* [WHAT YOU SHOULD DO] Across the whole listing, copy out every line that includes the string "trunk".

* [INPUT MATERIAL]

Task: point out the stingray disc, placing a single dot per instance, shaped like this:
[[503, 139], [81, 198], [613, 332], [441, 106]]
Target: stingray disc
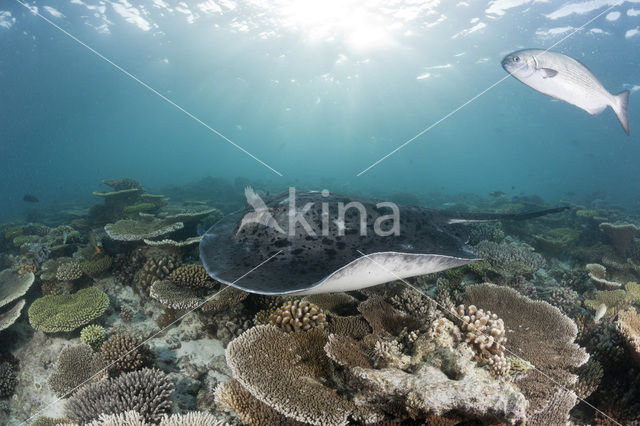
[[324, 243]]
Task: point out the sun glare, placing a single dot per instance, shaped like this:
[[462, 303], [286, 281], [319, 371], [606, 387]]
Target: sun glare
[[357, 24]]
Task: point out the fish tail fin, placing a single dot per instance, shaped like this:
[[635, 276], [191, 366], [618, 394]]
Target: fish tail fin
[[620, 106]]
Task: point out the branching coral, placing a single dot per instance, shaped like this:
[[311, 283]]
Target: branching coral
[[67, 312], [542, 335], [620, 235], [69, 271], [484, 331], [93, 335], [76, 365], [298, 316], [286, 371], [598, 274], [8, 380], [192, 276], [123, 353], [176, 297], [251, 411], [146, 391], [157, 267], [96, 267], [628, 324]]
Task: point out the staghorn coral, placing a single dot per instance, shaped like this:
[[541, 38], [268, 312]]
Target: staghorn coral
[[628, 323], [96, 267], [251, 411], [598, 274], [192, 276], [157, 267], [69, 271], [8, 380], [67, 312], [146, 391], [542, 335], [298, 316], [484, 331], [620, 235], [93, 335], [176, 297], [123, 353], [75, 366], [286, 371]]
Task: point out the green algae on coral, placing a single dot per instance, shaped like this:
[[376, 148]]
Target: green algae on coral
[[66, 312]]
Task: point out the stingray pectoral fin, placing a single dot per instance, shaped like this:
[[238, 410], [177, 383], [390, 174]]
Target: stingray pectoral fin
[[382, 267], [548, 72]]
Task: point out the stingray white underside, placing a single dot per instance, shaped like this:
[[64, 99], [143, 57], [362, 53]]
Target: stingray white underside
[[373, 269]]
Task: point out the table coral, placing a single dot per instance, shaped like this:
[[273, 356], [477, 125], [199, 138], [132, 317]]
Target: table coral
[[66, 312]]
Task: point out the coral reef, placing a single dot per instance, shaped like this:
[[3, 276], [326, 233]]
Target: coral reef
[[542, 335], [67, 312], [123, 353], [485, 332], [69, 271], [628, 324], [76, 366], [147, 391], [298, 316], [620, 235], [93, 335], [157, 267]]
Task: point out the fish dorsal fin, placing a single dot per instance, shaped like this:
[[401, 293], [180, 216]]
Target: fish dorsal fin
[[548, 72]]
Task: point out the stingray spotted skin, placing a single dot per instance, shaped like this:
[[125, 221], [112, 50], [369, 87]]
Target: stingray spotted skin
[[326, 255]]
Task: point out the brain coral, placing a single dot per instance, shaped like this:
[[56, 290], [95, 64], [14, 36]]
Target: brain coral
[[66, 312], [146, 391]]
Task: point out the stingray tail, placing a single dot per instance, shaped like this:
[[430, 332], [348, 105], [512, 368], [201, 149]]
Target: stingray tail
[[620, 106], [490, 217]]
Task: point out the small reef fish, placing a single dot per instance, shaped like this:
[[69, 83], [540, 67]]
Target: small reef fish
[[602, 309], [566, 79]]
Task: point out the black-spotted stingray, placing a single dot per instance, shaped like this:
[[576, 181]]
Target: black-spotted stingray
[[313, 242]]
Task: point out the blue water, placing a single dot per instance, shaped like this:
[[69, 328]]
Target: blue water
[[318, 90]]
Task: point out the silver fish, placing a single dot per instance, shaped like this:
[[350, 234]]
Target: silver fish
[[566, 79]]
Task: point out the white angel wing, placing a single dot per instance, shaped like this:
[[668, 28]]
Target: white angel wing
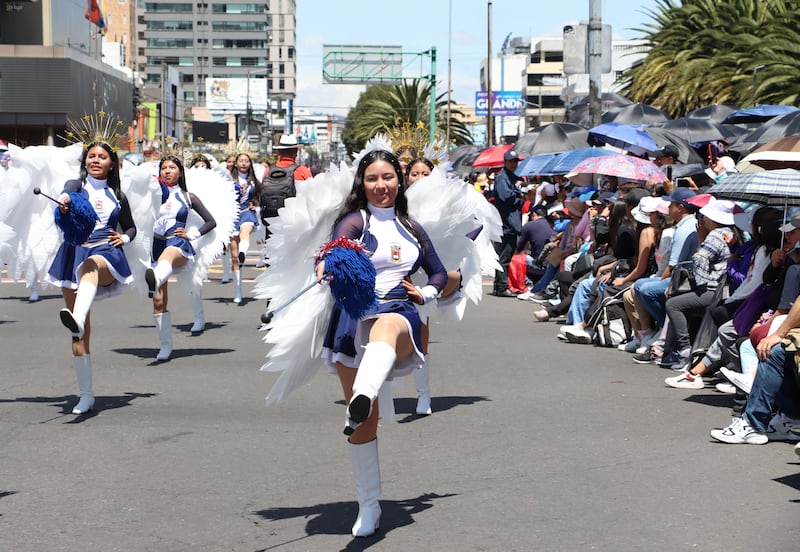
[[37, 237], [301, 227], [440, 205], [141, 187], [219, 197]]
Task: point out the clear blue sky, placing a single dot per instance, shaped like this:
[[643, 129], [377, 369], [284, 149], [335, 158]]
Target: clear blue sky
[[416, 25]]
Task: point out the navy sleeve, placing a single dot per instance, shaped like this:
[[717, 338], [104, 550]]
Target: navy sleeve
[[201, 210], [126, 219], [431, 264], [351, 226]]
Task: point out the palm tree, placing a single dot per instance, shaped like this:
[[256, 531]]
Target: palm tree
[[382, 107], [710, 51]]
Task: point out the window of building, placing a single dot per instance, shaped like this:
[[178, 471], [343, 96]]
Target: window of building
[[240, 8], [169, 26], [167, 7]]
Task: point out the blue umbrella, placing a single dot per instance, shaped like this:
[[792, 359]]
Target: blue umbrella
[[758, 113], [778, 188], [628, 137], [565, 162], [534, 164]]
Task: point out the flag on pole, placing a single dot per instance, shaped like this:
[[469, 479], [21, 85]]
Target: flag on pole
[[94, 13]]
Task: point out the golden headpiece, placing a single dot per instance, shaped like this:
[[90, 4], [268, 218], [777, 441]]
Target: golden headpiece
[[101, 127], [408, 136]]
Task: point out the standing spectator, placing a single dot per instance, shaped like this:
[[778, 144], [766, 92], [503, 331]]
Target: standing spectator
[[508, 203]]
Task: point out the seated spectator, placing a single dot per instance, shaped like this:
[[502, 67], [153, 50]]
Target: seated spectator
[[773, 406], [708, 266], [724, 349], [650, 292], [641, 323]]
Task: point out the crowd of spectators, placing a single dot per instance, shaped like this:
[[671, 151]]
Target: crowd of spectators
[[699, 286]]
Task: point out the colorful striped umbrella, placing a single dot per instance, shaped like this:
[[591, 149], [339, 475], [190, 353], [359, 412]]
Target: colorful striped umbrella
[[624, 167]]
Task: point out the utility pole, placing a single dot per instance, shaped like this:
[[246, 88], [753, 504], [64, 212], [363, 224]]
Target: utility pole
[[595, 32], [489, 137]]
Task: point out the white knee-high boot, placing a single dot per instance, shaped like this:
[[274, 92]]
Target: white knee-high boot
[[226, 265], [83, 370], [196, 299], [164, 326], [75, 320], [422, 381], [367, 476], [155, 277], [237, 283], [34, 291], [373, 370]]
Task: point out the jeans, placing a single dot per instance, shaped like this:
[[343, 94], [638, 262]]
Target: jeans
[[505, 250], [723, 350], [650, 293], [582, 299], [677, 309], [774, 390], [546, 278]]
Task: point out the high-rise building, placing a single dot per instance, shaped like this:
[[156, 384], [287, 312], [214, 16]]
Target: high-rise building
[[233, 59], [52, 70]]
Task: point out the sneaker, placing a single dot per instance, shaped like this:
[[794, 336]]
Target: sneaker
[[780, 429], [727, 388], [739, 433], [578, 335], [742, 382], [631, 346], [645, 357], [674, 360], [686, 380], [541, 315]]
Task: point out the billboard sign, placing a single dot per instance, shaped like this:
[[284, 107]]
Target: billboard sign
[[504, 103], [232, 94]]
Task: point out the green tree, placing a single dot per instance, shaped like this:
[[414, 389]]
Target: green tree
[[702, 52], [381, 107]]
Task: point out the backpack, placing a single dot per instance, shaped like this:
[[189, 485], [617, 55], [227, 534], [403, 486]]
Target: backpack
[[276, 187], [610, 322]]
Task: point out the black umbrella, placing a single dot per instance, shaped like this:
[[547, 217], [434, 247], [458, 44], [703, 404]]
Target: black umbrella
[[758, 113], [636, 114], [699, 130], [715, 112], [552, 138], [662, 137], [579, 112], [778, 127]]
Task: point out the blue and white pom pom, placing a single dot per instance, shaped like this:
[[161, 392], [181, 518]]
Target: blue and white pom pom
[[79, 220], [352, 275]]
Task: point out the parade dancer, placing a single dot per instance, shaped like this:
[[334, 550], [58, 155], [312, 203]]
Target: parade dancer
[[172, 249], [385, 342], [248, 190], [96, 268]]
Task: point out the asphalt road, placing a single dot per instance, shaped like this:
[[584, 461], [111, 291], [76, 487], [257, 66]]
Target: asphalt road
[[534, 445]]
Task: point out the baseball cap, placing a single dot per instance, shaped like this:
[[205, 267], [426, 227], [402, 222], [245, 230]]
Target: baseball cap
[[680, 195], [793, 223], [669, 150], [720, 211]]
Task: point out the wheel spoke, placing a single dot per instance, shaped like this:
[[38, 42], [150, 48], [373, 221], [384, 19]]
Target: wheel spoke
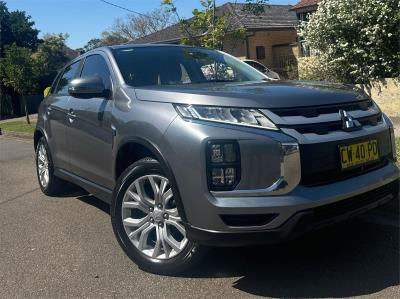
[[144, 236], [173, 213], [163, 234], [141, 229], [177, 225], [135, 205], [167, 196], [147, 201], [155, 188], [132, 222], [157, 247]]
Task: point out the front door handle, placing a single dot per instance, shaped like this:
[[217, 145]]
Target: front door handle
[[71, 115]]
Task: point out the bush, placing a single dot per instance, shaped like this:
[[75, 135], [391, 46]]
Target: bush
[[317, 68], [359, 38]]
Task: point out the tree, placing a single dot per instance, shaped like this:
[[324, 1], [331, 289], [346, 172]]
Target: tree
[[136, 26], [357, 38], [50, 57], [15, 27], [18, 72], [132, 27], [209, 27]]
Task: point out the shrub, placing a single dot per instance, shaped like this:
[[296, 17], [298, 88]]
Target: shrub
[[359, 39]]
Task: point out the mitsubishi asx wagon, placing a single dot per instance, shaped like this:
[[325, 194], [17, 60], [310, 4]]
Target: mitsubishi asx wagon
[[192, 148]]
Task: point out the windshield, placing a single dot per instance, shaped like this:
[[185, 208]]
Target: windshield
[[149, 66]]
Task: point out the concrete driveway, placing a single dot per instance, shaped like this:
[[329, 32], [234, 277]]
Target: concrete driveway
[[65, 247]]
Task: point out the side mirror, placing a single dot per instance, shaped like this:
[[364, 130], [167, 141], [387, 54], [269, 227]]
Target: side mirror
[[87, 87], [46, 91]]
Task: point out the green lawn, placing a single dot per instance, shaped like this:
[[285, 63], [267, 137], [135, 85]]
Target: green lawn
[[18, 127]]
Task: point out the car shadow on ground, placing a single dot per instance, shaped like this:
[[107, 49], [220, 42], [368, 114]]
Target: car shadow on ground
[[349, 259]]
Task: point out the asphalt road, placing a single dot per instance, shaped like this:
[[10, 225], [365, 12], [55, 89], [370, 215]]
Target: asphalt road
[[65, 247]]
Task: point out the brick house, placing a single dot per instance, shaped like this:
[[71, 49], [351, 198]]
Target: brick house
[[271, 38], [303, 10]]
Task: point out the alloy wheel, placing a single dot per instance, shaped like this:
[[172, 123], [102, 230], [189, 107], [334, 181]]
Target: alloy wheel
[[151, 219], [43, 165]]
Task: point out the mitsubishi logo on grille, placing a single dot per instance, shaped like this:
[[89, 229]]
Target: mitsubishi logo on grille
[[348, 122]]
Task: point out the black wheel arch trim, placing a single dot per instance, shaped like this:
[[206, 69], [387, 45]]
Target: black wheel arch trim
[[164, 165]]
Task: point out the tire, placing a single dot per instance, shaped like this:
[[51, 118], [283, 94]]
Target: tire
[[50, 185], [136, 210]]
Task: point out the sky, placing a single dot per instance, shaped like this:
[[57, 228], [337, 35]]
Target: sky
[[86, 19]]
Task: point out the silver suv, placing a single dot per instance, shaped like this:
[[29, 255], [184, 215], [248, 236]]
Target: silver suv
[[193, 148]]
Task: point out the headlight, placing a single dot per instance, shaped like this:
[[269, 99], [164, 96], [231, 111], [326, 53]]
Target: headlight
[[393, 140], [236, 116], [392, 137]]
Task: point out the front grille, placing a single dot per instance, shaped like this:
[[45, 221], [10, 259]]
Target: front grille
[[315, 111], [325, 119], [348, 205], [248, 219], [320, 162], [325, 128]]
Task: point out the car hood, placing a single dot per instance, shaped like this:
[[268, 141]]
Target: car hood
[[278, 94]]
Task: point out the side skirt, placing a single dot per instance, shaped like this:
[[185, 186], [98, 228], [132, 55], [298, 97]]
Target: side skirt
[[98, 191]]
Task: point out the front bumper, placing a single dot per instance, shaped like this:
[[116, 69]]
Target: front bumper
[[302, 221], [219, 216]]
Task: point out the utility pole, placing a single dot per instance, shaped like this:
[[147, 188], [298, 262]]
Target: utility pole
[[214, 24]]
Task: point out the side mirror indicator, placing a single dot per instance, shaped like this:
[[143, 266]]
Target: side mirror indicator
[[46, 91]]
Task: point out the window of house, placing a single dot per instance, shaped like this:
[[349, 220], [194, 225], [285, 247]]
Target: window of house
[[95, 65], [260, 51]]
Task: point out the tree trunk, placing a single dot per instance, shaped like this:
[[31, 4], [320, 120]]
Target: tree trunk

* [THE COMPLETED TASK]
Task: point out the tree trunk, placing a single dot per instance, shaped like this:
Target: tree trunk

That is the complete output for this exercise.